Problem statement
How many of the lines below contain the string "grass", with case counting? Reply with the number alone.

Material provided
★ ★ ★ ★ ★ ★ ★
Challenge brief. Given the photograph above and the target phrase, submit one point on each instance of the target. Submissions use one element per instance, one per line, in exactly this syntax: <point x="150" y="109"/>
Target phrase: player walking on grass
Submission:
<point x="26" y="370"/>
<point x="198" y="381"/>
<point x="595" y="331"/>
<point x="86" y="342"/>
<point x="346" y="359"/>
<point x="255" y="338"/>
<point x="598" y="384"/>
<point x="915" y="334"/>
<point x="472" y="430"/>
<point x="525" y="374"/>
★ ★ ★ ★ ★ ★ ★
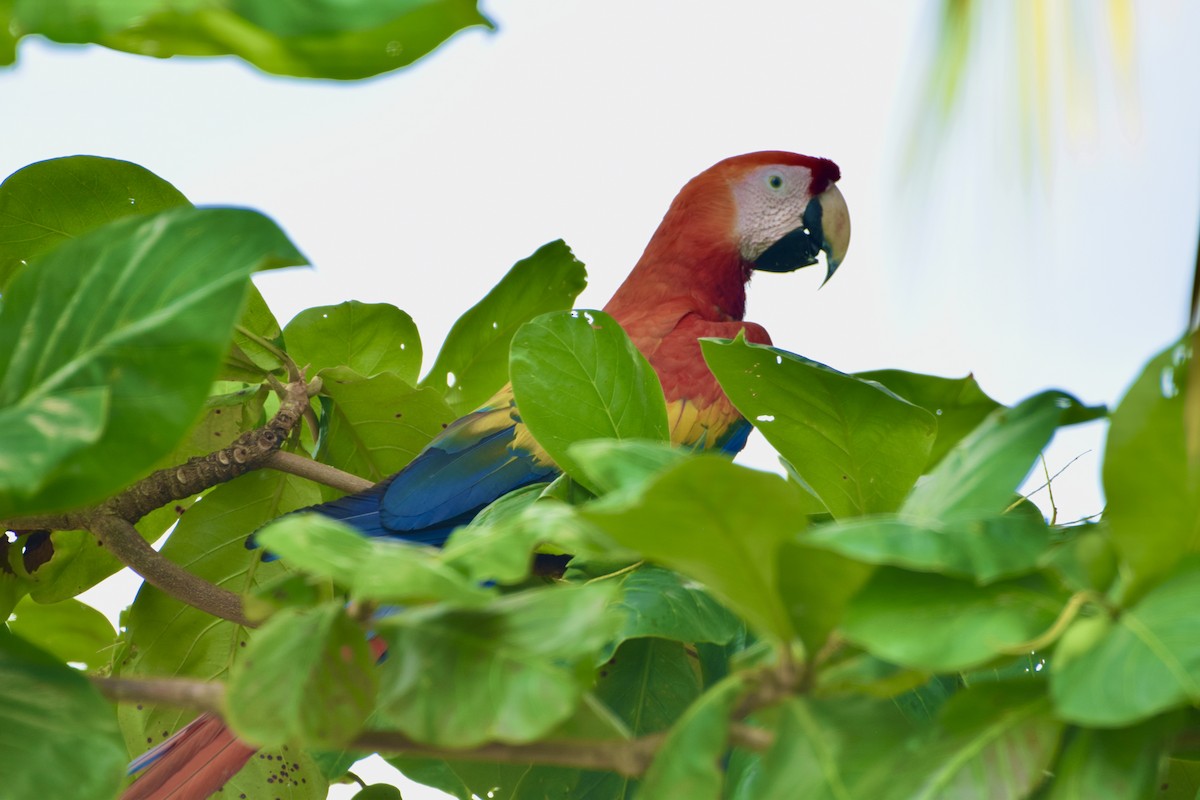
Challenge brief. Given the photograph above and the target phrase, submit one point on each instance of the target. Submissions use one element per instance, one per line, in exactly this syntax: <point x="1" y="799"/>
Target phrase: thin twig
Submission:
★ ★ ★ ★ ★ ★ ★
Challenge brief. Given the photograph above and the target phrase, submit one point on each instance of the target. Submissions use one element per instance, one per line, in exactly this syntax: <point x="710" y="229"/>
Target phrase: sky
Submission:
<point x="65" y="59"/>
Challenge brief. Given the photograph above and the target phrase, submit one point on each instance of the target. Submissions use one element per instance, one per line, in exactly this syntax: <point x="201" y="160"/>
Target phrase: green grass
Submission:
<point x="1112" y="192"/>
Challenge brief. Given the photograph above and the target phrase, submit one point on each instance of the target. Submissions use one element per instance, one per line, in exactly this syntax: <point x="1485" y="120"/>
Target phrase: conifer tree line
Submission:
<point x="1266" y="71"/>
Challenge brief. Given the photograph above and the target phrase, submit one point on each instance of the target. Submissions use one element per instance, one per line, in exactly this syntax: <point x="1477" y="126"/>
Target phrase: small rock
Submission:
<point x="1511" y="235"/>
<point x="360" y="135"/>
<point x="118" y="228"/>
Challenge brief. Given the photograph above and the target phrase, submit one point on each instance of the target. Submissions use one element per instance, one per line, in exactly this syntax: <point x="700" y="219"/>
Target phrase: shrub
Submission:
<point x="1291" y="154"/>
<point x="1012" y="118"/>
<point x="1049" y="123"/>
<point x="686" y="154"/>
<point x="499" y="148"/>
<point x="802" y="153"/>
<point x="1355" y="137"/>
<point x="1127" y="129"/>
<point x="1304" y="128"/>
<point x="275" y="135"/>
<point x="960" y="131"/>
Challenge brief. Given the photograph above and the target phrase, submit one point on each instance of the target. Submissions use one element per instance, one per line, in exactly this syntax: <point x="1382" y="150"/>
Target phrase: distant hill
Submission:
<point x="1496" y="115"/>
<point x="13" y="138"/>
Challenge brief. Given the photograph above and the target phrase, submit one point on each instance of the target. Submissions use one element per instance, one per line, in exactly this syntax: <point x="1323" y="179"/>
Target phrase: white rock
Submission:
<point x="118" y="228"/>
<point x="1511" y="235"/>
★ ★ ★ ★ ★ ★ ★
Solution to this problem
2